_Excerpted records_
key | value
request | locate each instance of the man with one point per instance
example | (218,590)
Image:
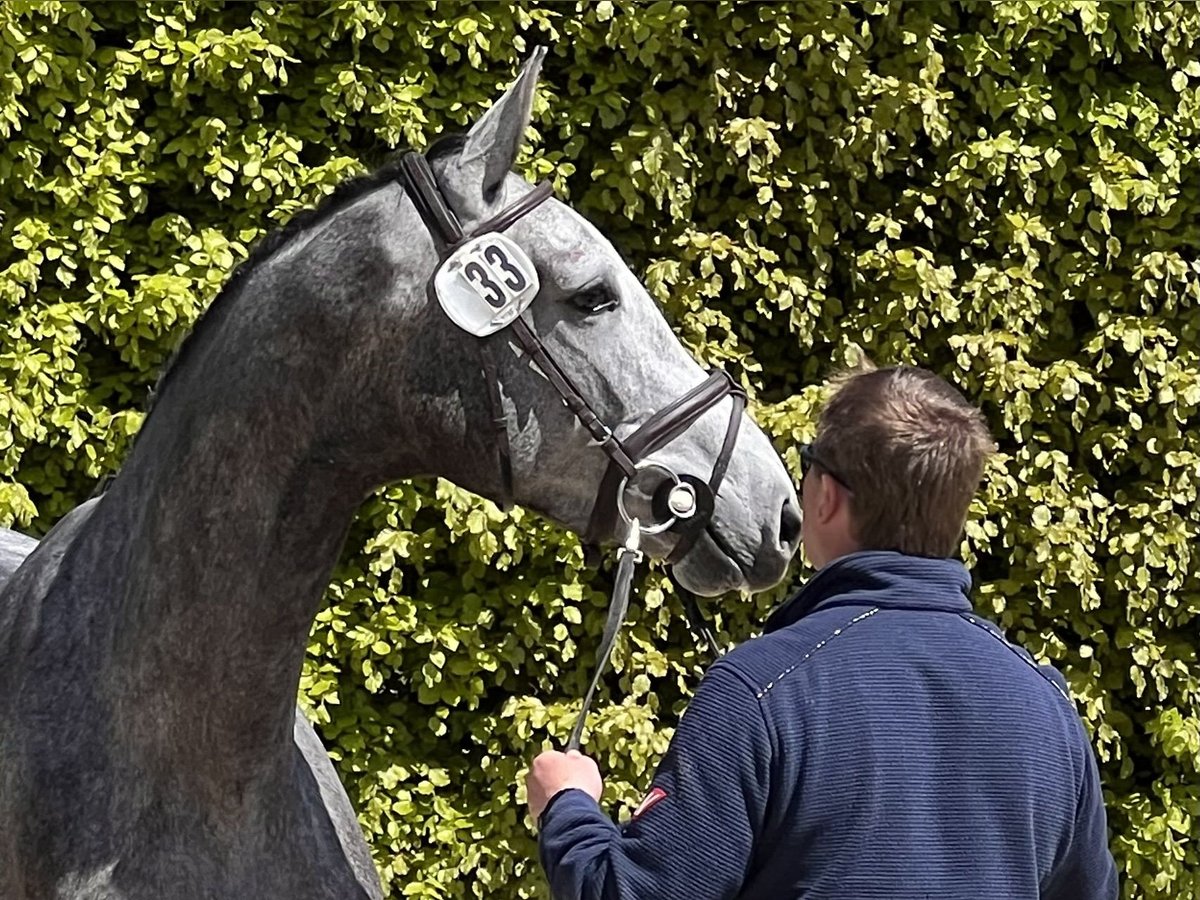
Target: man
(880,739)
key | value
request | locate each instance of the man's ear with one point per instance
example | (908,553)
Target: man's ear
(831,498)
(493,142)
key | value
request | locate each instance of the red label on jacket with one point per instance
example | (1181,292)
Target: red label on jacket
(649,802)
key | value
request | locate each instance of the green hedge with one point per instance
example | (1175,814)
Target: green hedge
(1006,192)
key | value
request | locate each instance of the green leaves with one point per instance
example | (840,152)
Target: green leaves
(1002,192)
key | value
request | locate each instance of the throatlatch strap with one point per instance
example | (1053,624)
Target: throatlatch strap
(617,609)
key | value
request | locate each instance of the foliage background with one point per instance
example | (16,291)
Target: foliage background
(1006,192)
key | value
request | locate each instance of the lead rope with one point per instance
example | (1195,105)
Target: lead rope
(628,558)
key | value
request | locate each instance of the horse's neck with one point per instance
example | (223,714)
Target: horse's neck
(225,525)
(228,534)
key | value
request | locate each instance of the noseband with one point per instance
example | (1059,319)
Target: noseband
(485,282)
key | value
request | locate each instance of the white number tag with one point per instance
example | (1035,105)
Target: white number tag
(486,283)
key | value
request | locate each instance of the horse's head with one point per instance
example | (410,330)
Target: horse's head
(605,333)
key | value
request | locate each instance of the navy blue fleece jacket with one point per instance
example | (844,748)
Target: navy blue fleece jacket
(879,741)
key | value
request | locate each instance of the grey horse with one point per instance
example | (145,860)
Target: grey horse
(151,643)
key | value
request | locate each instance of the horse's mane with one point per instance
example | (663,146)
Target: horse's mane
(345,195)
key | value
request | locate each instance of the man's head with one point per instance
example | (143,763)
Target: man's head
(898,456)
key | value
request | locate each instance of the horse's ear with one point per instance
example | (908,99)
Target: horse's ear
(496,138)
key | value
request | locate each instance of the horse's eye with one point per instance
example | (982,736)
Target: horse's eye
(594,299)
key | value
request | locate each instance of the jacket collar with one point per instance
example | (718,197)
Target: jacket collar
(883,579)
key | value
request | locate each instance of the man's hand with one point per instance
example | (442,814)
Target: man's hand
(553,772)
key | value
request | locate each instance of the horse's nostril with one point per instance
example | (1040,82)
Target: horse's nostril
(790,525)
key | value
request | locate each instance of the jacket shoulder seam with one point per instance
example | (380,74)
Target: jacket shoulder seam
(1026,660)
(841,629)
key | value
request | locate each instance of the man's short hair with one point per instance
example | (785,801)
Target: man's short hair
(912,451)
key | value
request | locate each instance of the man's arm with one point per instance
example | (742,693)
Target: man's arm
(696,840)
(1086,870)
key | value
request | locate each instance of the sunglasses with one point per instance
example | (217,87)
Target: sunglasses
(809,459)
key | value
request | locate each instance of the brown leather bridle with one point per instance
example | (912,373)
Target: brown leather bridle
(682,504)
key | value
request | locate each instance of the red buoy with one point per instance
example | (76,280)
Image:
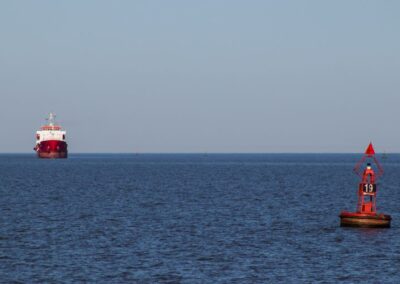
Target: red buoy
(366,214)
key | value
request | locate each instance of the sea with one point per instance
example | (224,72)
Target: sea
(193,218)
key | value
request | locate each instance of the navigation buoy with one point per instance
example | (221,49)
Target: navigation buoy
(366,214)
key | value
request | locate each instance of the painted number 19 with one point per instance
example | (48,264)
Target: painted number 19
(369,188)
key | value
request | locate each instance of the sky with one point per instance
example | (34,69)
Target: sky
(202,76)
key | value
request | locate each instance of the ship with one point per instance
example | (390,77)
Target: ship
(51,140)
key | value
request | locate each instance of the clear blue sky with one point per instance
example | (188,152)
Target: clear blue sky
(202,76)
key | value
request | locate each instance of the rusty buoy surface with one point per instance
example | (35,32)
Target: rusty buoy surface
(366,215)
(351,219)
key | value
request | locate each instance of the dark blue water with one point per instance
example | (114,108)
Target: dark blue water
(192,219)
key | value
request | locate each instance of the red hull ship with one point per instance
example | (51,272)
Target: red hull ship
(50,141)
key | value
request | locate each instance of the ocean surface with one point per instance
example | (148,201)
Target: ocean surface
(192,218)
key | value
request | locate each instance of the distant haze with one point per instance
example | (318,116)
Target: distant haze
(202,76)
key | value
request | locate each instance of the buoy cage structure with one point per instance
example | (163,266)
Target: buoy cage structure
(366,215)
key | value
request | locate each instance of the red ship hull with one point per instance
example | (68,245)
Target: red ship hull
(52,149)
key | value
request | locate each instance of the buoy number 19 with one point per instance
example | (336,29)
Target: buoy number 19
(369,188)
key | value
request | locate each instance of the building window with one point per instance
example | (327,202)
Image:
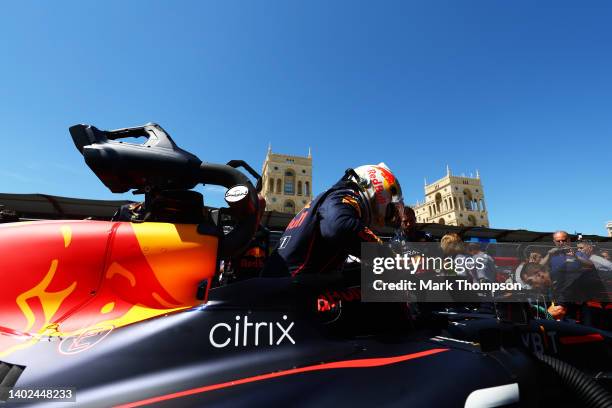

_Task brief_
Show every line from the listing above that contains the word "grey", copied in full.

_Full output_
request | locate each instance of the grey horse with one point per instance
Target: grey horse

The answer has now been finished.